TASK TO CARRY OUT →
Only the lines from the line holding "Mark each instance of the blue velvet" through the final line of the entries below are to be returned, exactly as they stand.

Stored data:
"""

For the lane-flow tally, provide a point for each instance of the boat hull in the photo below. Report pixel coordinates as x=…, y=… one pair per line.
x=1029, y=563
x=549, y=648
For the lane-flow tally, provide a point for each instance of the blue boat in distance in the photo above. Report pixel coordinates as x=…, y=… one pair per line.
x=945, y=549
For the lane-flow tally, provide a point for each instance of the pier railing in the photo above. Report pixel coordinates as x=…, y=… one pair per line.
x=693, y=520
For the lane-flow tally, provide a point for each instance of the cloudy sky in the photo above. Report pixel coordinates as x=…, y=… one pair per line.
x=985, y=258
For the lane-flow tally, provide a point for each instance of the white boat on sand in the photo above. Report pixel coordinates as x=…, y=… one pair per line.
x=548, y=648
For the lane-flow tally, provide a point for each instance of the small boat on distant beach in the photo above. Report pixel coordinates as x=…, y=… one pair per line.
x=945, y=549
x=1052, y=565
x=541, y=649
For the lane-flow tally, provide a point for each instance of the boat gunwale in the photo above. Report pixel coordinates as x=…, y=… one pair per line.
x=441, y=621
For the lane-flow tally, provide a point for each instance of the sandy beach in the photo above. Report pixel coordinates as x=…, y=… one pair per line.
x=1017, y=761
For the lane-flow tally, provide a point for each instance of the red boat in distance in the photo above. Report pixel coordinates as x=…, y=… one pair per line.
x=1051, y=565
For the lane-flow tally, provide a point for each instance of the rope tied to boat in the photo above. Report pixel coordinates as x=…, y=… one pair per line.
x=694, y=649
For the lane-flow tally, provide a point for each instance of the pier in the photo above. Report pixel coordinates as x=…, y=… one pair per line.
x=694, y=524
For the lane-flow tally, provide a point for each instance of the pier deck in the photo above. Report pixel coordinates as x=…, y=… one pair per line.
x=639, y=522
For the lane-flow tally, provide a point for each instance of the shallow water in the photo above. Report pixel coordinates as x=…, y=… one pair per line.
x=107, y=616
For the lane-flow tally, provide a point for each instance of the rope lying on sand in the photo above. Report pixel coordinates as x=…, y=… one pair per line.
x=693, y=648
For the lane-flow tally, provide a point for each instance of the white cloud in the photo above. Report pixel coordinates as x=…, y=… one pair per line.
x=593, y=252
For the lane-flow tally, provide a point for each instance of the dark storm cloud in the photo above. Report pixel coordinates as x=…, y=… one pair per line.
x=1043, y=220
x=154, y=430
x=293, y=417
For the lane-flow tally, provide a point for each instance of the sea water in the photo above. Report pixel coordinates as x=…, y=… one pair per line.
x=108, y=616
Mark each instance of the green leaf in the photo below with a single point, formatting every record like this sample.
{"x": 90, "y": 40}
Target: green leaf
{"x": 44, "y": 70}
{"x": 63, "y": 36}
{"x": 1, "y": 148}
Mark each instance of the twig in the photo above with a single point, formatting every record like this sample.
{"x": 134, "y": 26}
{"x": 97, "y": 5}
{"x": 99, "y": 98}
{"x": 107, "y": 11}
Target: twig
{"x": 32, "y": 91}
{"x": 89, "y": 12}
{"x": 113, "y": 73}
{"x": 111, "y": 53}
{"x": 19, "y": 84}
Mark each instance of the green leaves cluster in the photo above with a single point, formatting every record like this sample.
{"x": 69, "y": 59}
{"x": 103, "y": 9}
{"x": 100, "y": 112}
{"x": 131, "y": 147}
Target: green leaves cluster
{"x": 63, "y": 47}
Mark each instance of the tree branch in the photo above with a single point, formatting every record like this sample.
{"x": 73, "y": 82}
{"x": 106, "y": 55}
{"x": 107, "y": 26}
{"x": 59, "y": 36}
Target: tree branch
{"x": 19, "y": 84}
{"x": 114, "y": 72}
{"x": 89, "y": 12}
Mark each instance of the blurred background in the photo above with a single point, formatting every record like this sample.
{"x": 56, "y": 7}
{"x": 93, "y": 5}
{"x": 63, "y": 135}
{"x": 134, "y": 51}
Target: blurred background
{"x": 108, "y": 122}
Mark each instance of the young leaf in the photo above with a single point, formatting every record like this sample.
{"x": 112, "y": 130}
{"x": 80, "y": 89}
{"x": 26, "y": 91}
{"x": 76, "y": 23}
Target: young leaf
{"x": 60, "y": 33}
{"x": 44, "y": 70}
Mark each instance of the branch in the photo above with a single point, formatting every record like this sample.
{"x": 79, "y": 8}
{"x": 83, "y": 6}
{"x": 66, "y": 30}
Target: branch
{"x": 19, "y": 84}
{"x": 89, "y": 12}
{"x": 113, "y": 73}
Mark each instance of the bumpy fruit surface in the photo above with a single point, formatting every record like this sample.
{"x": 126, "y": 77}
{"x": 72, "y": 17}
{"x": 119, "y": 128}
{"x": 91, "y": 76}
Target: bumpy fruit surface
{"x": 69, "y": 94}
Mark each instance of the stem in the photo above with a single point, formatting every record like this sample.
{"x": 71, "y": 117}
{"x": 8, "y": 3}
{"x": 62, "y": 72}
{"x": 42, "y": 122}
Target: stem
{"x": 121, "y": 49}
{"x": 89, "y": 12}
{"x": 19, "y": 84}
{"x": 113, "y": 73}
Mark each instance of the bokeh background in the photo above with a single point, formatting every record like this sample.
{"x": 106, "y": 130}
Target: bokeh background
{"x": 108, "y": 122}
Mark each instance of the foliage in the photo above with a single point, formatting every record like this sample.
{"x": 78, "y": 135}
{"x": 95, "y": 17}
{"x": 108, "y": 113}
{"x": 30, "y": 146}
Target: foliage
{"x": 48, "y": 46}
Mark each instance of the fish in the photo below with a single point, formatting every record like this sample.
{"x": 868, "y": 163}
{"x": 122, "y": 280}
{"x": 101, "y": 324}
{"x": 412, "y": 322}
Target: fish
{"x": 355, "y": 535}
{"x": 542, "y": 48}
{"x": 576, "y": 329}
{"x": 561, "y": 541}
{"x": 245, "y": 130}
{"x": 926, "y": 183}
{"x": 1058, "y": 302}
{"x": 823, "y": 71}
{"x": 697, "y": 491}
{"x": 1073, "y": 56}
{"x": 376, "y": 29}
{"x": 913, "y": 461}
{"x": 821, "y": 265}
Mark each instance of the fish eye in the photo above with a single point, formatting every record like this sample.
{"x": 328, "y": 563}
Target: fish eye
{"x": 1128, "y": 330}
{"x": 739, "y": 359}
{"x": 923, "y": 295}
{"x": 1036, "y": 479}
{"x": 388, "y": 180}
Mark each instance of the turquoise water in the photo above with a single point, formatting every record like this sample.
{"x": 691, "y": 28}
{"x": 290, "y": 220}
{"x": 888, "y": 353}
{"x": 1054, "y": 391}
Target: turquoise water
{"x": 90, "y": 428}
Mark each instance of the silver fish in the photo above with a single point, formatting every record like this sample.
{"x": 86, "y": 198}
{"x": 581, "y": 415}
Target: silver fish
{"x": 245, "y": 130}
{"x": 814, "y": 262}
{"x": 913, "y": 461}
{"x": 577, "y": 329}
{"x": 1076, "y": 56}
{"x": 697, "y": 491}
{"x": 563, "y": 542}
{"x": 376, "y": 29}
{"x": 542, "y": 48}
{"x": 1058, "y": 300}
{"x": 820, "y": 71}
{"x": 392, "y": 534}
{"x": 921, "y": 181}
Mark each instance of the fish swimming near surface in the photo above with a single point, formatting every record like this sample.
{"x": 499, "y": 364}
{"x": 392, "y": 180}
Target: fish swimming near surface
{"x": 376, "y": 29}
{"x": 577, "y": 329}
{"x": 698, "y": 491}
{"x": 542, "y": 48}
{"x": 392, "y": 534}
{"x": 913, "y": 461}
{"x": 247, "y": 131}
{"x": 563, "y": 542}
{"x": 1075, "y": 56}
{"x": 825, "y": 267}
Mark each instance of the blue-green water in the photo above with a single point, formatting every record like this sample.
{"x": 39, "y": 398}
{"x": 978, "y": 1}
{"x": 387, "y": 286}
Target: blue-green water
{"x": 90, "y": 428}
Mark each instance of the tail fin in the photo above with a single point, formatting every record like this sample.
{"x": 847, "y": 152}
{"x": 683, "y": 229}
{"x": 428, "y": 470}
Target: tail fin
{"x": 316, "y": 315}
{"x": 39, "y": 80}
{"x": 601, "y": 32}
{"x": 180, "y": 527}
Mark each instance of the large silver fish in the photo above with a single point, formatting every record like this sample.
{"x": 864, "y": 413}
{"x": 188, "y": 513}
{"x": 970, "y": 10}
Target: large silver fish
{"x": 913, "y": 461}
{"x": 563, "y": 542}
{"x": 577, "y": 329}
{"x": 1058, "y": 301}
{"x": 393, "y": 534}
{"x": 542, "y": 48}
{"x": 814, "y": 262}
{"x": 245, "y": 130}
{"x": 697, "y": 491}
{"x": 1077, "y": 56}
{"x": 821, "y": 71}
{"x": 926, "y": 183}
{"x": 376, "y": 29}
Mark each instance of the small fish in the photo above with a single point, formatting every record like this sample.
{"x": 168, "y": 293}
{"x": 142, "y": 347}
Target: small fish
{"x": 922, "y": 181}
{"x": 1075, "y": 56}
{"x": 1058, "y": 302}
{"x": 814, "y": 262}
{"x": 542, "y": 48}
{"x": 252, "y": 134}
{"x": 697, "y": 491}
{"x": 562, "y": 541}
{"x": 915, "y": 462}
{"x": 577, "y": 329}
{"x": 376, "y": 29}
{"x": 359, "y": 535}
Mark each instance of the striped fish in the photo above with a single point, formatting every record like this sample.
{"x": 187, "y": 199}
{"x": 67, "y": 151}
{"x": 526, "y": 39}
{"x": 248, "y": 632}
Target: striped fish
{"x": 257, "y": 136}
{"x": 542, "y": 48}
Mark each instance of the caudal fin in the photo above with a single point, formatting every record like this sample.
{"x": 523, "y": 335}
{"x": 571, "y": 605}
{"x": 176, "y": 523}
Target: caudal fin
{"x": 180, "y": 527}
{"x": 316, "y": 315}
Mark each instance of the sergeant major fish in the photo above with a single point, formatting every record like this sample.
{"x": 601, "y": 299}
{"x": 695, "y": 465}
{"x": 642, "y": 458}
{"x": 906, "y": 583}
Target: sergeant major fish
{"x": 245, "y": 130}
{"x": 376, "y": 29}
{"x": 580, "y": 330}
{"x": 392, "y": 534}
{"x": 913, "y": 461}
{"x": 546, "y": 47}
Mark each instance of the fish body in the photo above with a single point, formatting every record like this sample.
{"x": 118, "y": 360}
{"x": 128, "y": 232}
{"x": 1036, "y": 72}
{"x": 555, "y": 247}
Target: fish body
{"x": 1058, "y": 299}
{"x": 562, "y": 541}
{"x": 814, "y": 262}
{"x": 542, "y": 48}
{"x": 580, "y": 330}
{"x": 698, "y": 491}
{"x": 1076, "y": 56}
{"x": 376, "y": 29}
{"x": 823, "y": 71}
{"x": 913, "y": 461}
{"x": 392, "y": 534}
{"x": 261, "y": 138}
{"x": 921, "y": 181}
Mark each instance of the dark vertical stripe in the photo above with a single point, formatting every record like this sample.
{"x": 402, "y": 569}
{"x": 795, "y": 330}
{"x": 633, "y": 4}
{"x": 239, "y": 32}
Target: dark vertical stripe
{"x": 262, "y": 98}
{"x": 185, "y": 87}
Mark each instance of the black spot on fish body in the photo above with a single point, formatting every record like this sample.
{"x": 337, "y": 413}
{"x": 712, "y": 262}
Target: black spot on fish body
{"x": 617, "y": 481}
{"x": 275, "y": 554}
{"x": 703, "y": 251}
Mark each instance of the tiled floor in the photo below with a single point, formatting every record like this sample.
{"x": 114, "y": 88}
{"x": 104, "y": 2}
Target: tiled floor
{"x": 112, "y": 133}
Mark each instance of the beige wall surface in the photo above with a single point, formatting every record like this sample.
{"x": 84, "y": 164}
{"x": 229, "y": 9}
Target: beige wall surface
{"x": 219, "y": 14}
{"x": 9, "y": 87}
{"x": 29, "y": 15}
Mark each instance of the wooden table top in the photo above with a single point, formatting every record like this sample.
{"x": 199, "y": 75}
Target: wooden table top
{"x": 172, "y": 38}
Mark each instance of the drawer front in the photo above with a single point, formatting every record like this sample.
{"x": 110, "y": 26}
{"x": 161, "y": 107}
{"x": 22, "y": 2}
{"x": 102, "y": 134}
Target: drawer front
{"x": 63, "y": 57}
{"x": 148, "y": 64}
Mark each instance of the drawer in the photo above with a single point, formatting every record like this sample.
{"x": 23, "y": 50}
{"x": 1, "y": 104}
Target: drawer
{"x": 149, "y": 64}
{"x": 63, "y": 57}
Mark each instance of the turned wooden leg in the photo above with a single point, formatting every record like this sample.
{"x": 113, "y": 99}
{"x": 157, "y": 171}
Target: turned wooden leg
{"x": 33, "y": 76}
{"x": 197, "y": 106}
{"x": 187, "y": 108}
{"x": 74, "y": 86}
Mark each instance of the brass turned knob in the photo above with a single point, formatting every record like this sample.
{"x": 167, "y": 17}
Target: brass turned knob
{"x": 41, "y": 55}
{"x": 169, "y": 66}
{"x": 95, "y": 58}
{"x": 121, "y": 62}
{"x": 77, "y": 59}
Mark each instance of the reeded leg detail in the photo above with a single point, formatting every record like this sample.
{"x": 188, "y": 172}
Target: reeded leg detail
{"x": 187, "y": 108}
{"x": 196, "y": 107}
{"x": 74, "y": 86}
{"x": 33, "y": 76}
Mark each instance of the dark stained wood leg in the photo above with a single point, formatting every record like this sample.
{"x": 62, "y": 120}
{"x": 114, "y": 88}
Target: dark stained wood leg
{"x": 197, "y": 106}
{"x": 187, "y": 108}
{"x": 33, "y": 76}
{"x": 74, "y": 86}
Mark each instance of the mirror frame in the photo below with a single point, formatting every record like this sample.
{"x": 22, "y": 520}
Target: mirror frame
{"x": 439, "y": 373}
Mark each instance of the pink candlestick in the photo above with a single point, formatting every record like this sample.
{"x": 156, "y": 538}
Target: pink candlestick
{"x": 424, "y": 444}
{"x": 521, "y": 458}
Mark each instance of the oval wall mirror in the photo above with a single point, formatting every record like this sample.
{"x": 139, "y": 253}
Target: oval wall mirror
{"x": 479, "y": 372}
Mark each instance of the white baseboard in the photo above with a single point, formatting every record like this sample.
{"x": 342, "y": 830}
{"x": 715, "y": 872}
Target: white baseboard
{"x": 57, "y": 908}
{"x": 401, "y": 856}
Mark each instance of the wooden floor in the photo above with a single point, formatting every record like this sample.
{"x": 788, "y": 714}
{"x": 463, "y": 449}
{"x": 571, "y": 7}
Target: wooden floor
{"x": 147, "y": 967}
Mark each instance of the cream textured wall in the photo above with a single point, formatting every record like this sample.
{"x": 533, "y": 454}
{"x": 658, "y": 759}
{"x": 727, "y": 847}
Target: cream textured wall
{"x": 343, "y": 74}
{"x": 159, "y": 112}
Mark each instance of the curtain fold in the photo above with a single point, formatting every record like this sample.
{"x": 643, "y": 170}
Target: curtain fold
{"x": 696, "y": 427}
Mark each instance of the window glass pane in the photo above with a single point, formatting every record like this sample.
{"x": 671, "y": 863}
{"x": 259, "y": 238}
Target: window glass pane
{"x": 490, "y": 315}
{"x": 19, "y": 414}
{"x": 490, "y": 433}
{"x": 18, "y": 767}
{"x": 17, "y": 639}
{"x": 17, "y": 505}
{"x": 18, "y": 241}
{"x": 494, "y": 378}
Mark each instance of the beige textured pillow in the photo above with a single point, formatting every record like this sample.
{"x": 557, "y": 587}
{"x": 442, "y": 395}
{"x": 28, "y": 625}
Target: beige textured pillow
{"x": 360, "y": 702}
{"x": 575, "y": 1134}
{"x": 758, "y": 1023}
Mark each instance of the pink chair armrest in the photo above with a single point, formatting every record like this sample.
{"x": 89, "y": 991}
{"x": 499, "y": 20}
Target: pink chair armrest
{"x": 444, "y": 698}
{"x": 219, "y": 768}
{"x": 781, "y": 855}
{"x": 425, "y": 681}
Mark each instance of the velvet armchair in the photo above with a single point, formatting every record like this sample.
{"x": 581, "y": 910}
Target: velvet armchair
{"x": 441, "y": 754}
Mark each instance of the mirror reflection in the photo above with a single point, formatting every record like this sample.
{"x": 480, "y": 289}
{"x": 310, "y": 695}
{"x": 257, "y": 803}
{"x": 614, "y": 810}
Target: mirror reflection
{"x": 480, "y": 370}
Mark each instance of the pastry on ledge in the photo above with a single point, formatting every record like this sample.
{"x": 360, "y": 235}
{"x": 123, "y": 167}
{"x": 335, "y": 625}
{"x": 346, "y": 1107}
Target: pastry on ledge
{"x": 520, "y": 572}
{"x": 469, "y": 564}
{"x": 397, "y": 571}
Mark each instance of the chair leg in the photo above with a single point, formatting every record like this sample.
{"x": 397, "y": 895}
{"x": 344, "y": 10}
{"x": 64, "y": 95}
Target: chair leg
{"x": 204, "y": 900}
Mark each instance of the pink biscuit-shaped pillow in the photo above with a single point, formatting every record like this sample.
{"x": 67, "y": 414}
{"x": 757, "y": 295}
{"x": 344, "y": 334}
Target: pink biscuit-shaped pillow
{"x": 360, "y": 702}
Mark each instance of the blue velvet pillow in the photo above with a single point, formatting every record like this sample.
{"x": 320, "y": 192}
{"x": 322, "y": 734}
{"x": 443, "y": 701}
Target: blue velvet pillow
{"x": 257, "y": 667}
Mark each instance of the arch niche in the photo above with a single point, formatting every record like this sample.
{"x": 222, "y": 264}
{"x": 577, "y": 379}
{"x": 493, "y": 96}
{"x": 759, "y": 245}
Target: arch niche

"""

WRITTEN RESPONSE →
Mark each instance of the blue velvet pillow in the photo above with a single point, formatting every record like this sample.
{"x": 320, "y": 192}
{"x": 322, "y": 734}
{"x": 443, "y": 701}
Target: blue velvet pillow
{"x": 257, "y": 667}
Mark each instance of the arch niche in the photo above with a single point, formatting every record like this sample.
{"x": 222, "y": 264}
{"x": 577, "y": 379}
{"x": 493, "y": 96}
{"x": 759, "y": 245}
Target: arch niche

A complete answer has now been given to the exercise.